What is required
Go through the listing beneath this task and return every line that carries the string "below".

Data supplied
============================================================

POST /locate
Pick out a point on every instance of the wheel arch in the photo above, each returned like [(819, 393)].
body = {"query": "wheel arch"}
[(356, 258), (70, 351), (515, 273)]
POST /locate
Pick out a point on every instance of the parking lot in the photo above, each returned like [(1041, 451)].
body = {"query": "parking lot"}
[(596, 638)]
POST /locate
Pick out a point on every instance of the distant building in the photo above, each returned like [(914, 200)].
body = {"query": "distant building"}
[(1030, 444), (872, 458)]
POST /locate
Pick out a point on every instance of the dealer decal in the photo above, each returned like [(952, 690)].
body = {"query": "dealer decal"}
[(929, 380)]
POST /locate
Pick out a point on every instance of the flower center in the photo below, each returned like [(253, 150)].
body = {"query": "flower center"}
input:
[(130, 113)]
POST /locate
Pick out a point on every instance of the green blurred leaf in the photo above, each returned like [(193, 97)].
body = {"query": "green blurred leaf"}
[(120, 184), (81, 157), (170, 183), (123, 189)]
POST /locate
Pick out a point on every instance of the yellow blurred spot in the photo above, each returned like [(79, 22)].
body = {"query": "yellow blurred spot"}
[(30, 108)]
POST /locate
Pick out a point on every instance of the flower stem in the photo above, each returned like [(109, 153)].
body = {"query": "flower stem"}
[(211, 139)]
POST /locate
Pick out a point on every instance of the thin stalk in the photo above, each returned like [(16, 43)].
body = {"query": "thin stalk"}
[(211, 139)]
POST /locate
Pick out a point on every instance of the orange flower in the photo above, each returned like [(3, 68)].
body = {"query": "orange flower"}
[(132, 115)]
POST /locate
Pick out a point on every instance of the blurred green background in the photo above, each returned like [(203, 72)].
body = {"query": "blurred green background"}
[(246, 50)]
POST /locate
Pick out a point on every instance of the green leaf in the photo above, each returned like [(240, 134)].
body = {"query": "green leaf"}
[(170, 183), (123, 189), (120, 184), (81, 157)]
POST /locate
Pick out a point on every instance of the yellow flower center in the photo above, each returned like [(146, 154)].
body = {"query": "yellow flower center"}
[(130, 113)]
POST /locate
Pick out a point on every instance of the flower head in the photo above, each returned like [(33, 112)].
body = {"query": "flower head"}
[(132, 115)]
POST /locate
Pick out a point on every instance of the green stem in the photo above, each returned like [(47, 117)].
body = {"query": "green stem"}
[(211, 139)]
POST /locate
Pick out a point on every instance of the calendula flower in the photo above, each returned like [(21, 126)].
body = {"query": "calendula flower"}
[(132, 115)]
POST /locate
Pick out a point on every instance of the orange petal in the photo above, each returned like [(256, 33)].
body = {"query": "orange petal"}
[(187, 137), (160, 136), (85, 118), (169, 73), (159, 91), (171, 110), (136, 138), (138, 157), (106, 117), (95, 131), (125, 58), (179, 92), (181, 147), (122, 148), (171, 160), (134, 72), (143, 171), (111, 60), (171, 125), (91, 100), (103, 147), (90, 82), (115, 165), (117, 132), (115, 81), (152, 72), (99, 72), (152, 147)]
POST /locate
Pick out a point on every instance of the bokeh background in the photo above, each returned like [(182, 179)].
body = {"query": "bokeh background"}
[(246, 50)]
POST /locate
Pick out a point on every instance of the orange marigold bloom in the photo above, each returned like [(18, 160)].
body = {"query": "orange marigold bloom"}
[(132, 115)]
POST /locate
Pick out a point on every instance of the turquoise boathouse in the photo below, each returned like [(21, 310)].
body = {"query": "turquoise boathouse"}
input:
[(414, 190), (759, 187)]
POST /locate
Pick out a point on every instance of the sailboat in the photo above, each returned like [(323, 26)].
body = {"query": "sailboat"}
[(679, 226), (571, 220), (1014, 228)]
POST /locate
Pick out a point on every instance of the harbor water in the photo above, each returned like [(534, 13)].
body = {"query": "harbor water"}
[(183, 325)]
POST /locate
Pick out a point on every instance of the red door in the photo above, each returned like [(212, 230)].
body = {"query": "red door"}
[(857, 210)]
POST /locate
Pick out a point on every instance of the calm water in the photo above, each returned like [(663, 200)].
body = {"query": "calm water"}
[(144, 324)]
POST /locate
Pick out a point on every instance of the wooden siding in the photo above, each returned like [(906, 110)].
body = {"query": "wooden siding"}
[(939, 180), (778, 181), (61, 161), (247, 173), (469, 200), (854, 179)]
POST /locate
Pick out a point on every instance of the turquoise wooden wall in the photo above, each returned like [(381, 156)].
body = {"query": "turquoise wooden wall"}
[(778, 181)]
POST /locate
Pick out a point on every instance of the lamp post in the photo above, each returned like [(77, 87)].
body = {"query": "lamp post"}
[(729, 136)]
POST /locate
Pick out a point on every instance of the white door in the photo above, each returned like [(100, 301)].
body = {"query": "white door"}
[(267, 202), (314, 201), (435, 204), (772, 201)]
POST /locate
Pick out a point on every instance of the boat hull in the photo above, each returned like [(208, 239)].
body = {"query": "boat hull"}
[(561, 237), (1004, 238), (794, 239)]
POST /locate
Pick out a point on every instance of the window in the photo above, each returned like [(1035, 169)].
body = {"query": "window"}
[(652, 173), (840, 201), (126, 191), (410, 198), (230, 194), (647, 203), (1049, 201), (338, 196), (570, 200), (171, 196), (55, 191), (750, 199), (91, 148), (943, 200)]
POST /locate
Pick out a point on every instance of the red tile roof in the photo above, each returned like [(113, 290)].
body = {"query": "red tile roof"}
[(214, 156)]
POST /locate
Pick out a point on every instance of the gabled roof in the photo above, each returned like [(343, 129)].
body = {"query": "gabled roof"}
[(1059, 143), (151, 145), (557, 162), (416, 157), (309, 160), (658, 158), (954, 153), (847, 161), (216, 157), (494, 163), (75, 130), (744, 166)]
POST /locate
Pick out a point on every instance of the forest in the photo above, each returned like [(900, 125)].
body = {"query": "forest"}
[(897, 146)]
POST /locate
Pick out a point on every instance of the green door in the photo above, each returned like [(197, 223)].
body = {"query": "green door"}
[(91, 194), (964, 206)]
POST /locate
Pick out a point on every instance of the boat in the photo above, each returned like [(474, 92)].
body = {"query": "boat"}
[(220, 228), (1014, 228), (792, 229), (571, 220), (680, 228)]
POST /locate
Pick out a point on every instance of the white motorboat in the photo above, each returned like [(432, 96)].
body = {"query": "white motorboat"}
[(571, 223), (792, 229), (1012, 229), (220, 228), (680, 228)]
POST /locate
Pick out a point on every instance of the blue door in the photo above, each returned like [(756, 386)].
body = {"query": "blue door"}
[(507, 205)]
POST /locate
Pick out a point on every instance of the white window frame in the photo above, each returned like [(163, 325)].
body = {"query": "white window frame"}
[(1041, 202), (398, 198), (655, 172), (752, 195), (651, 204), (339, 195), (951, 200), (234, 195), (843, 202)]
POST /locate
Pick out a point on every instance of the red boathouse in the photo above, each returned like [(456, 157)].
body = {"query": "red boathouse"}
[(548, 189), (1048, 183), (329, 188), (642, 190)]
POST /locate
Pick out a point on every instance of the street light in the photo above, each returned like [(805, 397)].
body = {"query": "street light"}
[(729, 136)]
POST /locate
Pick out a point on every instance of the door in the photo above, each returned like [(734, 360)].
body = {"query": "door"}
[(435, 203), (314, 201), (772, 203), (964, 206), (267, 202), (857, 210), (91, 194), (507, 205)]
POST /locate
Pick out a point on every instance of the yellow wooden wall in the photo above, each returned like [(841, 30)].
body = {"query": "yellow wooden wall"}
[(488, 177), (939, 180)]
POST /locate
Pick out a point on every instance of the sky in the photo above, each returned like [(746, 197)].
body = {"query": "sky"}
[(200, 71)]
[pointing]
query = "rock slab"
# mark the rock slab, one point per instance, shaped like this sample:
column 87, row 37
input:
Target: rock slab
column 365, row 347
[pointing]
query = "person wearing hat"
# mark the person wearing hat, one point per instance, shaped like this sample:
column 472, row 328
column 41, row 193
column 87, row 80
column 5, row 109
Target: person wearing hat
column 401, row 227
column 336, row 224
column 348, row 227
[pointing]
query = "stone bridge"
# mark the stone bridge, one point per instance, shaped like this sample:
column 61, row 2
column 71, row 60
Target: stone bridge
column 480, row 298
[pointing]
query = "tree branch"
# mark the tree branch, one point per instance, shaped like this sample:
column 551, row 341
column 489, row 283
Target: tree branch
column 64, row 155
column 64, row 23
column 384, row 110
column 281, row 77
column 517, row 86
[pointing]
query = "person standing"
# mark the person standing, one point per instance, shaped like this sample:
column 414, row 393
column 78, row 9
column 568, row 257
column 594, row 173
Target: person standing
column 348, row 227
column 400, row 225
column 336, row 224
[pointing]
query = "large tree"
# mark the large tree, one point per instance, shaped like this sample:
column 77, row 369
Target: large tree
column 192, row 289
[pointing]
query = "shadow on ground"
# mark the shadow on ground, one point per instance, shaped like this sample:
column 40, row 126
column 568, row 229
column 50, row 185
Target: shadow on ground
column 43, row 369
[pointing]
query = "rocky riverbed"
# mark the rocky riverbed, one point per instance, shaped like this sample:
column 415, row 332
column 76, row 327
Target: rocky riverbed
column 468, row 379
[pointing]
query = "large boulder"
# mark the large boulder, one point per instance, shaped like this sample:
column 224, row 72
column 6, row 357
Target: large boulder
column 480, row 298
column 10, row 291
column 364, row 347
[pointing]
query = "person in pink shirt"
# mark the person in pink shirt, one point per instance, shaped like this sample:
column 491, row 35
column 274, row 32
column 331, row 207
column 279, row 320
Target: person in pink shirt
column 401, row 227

============================================================

Result
Pick out a point on every instance of the flower center in the photo below, each returned like [(253, 150)].
Pick out a point on every instance of the turquoise boathouse in the photo below, each returned like [(21, 310)].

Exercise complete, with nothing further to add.